Tasks to carry out ▸
A) Please copy the passage from the article on validating your feelings, starting with "The Power in" and going on through "be dealing with.".
B) In the article on validating your feelings, shorten the paragraph that begins "It’s easy to internalize the message" while keeping its main points.
C) According to the article on validating your feelings, what is the title of Lori Gottlieb's recent New York Times bestseller?

Text passage ▸
• • • • • • •
The Power in Validating What You're Going Through
May 8, 2019
When therapist Lori Gottlieb was suddenly dumped by the man she thought she’d marry, the experience shook her so much that she ended up in therapy herself, trying to work through what had happened.
But as she vented to her therapist about the end of the relationship, she says, she found herself downplaying what she’d gone through: It’s not like they were married, after all. They didn’t have kids together. It was upsetting, sure, but it wasn’t the end of the world.
Gottlieb realized she was doing something she’d seen many of her own patients do: measuring her pain on a hierarchy, and minimizing it since she figured it wasn’t as bad as what others might be dealing with.
“I think that we treat our emotional health different from our physical health,” Gottlieb, author of the recent New York Times bestseller Maybe You Should Talk to Someone: A Therapist, HER Therapist, and Our Lives Revealed, tells Shine. “When something feels off in our body, we get it checked out. But emotionally, often we rank our pain: ‘My pain isn’t really that bad.’ We compare our pain to other people.”
It’s easy to internalize the message that what you’re going through is "no biggie." On Twitter, we joke about “first world problems.” On the news, we’re reminded over and over again how bad things are in other communities. “It could be worse” becomes a mantra, trotted out to help us feel better about whatever it is we’re dealing with.
The problem, Gottlieb says, is that our minds don’t work that way.
Even if something doesn’t feel like it should be that big a deal—say, a declined credit card or the death of a great aunt—our emotions aren’t easily reasoned away. “Pain is pain,” she says.
Those feelings of failure and impermanence are just as real as if they were triggered by flunking out of college or the death of a parent. Ranking them low on the mental hierarchy of What Deserves Attention doesn’t make them disappear, but rather the opposite.
“When you try to ignore your feelings, they get bigger because they need attention,” she says. “Soon, you’re dealing with a compounded version of it.” What was something that could’ve been acknowledged, mourned, and processed becomes almost crippling, even impacting your mood or relationships.
• • • • • • •
Natural-language object grounding data
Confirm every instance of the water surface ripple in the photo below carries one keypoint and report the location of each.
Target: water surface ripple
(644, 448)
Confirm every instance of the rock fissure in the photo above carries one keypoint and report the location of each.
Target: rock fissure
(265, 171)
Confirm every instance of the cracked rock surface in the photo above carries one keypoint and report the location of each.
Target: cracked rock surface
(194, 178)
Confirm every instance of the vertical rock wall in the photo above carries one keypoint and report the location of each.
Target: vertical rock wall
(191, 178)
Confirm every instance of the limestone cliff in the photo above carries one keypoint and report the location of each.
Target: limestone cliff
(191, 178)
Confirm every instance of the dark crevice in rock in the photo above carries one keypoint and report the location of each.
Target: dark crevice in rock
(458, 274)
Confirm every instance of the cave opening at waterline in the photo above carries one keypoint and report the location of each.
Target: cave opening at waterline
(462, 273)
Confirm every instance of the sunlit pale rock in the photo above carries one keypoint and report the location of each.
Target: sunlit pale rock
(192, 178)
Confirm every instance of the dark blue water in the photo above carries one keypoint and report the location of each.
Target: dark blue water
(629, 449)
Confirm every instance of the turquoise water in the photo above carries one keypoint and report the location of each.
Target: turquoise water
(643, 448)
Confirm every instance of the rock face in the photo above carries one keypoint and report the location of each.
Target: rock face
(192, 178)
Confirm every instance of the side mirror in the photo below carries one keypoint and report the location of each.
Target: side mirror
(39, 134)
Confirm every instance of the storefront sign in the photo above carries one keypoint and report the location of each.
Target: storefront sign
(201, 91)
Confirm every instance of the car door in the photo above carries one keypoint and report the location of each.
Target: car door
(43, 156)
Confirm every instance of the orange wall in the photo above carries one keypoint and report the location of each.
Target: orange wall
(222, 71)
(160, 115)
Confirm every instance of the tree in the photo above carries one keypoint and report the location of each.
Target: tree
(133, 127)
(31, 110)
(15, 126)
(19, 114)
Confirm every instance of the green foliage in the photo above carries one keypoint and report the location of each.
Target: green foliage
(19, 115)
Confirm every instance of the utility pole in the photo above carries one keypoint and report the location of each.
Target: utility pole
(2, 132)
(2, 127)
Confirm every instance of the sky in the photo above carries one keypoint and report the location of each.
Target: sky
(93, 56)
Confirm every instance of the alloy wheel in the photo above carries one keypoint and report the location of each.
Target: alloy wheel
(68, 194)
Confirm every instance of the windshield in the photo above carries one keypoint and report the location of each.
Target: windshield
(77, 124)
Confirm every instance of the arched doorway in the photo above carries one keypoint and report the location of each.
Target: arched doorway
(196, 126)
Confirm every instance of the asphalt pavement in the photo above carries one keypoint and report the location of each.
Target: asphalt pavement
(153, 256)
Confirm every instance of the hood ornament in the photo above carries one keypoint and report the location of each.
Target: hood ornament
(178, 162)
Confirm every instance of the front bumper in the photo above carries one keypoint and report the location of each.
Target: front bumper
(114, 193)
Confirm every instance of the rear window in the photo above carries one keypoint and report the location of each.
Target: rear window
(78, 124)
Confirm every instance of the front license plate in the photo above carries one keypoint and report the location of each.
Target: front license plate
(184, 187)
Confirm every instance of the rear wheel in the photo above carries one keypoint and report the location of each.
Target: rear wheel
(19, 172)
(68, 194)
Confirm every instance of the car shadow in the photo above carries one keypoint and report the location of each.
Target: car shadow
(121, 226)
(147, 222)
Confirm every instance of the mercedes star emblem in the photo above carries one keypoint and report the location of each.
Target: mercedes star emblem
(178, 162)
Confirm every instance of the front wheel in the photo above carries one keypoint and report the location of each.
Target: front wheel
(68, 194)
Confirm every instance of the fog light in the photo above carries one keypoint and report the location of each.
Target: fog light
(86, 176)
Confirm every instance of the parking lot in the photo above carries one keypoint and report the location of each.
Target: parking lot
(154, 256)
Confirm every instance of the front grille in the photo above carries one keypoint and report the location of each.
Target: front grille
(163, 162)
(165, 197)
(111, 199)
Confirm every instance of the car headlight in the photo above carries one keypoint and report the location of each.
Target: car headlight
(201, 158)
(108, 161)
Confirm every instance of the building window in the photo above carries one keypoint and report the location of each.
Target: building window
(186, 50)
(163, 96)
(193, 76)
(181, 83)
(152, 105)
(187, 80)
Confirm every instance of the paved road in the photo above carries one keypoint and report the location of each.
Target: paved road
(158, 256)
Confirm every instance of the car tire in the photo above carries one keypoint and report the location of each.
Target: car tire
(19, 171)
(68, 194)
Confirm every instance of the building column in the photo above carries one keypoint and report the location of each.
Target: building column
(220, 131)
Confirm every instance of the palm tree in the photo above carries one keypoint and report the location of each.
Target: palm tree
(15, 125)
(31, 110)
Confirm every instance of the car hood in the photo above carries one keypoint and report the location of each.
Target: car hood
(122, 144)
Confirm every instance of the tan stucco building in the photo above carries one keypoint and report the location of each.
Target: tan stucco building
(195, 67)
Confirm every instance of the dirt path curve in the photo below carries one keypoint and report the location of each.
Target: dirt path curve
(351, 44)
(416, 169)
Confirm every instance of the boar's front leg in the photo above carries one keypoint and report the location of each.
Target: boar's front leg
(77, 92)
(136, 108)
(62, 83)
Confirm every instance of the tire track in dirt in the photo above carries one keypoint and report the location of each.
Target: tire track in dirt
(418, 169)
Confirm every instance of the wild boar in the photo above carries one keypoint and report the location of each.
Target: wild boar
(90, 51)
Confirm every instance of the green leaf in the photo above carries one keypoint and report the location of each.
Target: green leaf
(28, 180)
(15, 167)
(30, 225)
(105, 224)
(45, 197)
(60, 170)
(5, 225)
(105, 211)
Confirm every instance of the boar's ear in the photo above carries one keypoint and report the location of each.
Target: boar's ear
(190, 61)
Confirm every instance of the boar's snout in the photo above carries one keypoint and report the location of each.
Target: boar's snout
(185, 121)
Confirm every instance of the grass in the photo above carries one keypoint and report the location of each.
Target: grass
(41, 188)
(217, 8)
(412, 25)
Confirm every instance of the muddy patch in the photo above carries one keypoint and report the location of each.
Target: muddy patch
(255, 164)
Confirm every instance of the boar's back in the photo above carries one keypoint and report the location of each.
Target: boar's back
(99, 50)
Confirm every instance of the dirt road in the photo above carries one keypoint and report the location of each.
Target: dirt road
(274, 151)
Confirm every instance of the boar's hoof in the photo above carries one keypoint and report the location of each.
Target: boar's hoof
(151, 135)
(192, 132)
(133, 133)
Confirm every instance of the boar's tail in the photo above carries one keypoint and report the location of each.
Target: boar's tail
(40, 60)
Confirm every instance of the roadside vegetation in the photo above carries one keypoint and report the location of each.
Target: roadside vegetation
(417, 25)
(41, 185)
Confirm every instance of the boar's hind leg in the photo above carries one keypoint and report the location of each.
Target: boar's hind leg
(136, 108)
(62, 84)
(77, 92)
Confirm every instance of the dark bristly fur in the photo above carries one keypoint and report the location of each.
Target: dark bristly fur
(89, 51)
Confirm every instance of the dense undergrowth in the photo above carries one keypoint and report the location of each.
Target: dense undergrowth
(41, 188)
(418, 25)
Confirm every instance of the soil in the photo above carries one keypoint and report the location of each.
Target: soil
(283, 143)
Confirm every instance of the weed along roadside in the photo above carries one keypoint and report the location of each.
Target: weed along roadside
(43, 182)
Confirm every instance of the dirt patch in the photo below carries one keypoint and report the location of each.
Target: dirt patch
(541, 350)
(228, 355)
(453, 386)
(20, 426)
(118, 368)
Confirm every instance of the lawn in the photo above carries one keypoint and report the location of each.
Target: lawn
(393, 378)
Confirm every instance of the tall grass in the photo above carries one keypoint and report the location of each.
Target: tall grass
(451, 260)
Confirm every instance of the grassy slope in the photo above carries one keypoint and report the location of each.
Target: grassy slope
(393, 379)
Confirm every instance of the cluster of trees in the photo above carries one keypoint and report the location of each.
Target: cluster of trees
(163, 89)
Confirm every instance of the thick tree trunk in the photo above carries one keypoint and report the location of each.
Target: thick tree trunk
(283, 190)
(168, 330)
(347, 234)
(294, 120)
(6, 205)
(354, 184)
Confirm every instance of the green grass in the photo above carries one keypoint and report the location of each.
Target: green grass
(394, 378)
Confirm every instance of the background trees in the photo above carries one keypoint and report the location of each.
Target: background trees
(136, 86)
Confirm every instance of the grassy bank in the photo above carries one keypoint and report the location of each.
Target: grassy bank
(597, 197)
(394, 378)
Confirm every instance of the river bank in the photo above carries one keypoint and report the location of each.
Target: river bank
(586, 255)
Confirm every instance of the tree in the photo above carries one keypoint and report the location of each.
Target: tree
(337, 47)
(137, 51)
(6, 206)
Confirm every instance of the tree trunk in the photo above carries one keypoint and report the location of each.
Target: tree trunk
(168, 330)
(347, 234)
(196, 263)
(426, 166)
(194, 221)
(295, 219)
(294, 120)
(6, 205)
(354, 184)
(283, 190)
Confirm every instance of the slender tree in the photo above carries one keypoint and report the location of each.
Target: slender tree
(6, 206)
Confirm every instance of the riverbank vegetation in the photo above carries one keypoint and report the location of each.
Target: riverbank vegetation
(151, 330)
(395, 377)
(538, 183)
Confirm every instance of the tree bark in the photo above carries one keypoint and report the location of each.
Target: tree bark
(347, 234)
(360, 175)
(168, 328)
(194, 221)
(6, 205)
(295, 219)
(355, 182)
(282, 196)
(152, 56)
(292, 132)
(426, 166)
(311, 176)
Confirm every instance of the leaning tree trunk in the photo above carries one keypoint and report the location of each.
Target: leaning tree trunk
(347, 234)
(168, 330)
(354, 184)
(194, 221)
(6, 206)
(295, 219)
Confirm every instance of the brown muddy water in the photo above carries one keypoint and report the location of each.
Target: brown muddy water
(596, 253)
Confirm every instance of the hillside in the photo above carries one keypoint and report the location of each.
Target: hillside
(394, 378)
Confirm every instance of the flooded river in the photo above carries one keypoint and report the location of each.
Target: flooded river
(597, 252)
• • • • • • •
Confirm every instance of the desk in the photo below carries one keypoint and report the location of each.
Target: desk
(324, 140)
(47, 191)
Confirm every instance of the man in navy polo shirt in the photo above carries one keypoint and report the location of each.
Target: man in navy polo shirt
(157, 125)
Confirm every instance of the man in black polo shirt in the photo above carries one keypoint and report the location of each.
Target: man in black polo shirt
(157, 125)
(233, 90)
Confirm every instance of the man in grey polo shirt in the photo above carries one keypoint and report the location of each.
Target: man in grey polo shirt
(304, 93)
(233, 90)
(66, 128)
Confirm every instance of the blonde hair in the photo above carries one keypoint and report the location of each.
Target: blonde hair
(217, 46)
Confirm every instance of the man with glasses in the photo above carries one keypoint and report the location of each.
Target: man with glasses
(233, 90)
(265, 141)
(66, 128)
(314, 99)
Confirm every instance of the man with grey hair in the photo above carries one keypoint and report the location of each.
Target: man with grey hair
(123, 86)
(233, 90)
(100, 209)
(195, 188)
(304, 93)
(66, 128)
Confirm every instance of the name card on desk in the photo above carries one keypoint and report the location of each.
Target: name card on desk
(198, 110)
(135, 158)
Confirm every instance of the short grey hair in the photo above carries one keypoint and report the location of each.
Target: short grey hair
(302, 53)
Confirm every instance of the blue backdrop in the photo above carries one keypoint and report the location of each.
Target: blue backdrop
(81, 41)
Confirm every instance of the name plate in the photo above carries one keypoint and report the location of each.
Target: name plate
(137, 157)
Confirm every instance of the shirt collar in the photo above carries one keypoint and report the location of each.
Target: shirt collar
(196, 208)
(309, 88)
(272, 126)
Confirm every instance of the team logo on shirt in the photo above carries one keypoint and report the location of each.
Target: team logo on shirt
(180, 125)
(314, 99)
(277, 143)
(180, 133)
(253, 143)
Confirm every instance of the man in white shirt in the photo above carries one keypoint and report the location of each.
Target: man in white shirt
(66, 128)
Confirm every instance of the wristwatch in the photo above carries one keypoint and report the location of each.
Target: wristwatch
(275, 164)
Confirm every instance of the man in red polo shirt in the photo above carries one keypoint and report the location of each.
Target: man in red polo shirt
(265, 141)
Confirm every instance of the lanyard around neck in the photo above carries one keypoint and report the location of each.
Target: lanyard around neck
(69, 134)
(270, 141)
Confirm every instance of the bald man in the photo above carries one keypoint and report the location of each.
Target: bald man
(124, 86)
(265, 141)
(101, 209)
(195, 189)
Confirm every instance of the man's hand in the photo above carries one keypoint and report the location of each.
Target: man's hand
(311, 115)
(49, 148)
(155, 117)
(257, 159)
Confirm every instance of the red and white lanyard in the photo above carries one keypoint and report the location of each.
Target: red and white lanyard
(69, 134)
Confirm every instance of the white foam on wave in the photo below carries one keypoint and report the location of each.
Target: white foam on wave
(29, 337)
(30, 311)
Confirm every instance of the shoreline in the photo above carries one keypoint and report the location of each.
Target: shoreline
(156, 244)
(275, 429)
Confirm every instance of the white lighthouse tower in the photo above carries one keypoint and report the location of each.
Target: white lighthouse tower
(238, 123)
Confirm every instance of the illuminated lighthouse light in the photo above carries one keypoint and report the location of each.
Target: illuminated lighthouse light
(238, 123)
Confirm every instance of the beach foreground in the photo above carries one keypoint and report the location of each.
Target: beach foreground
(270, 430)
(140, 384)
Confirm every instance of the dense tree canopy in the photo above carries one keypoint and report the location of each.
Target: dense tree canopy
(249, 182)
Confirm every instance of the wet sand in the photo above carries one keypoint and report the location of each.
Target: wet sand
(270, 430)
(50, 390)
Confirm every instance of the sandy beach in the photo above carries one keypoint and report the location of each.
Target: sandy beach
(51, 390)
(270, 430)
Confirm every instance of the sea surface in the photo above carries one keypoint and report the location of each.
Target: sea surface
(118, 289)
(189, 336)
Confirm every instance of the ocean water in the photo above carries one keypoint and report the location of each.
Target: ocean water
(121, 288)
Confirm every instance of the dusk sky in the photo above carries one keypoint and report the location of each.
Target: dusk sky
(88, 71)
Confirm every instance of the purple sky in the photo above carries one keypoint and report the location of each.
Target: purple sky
• • • • • • •
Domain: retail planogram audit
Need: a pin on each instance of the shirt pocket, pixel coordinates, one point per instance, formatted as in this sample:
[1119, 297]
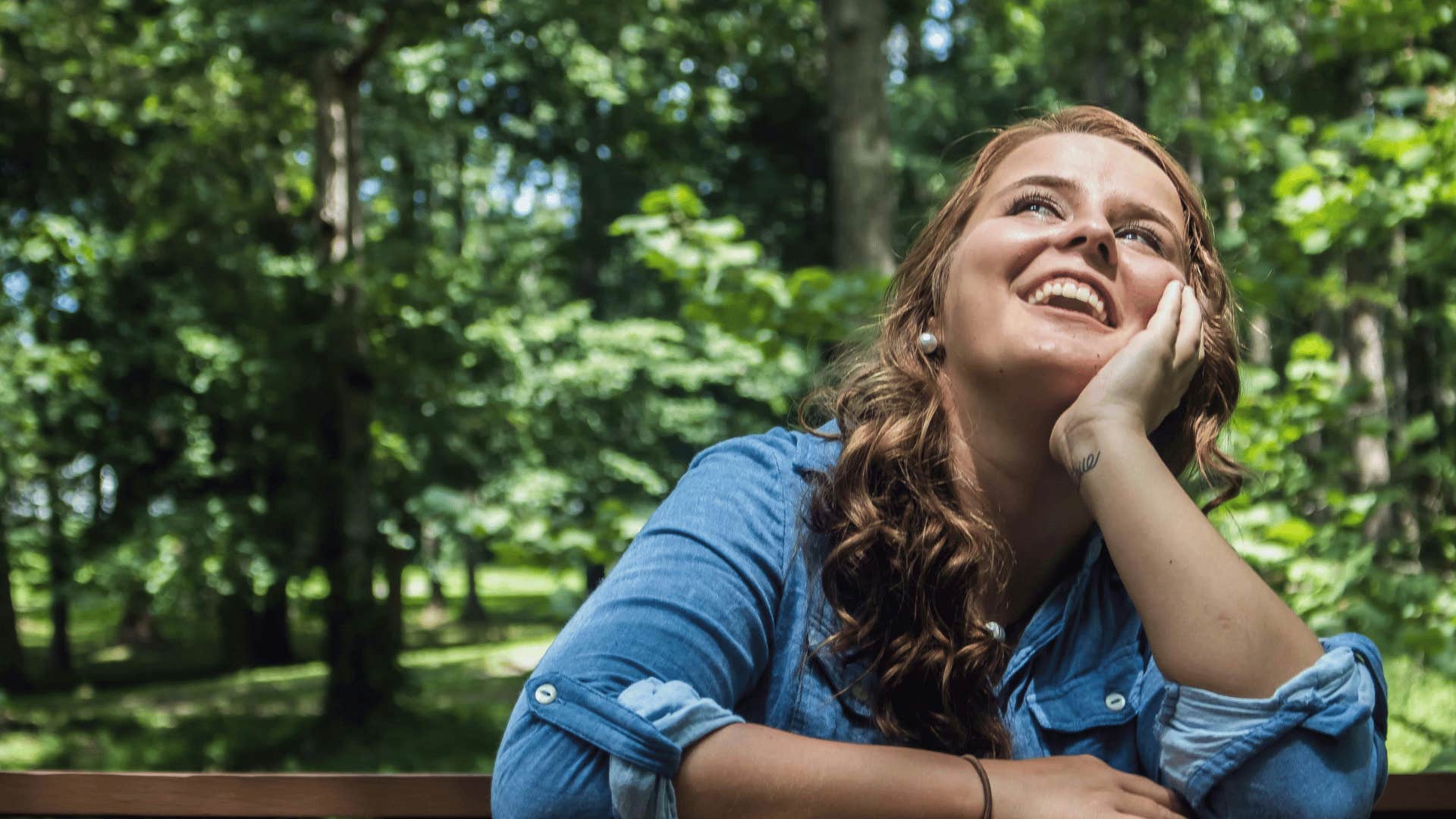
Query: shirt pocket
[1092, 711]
• • • • • • •
Answers to each task ▸
A)
The Power in Validating What You're Going Through
May 8, 2019
When therapist Lori Gottlieb was suddenly dumped by the man she thought she’d marry, the experience shook her so much that she ended up in therapy herself, trying to work through what had happened.
But as she vented to her therapist about the end of the relationship, she says, she found herself downplaying what she’d gone through: It’s not like they were married, after all. They didn’t have kids together. It was upsetting, sure, but it wasn’t the end of the world.
Gottlieb realized she was doing something she’d seen many of her own patients do: measuring her pain on a hierarchy, and minimizing it since she figured it wasn’t as bad as what others might be dealing with.

B) People easily come to believe their troubles are "no biggie." Twitter jokes about "first world problems" and news reports about worse conditions elsewhere reinforce this. "It could be worse" becomes a mantra used to make us feel better about our own situations.

C) Maybe You Should Talk to Someone: A Therapist, HER Therapist, and Our Lives Revealed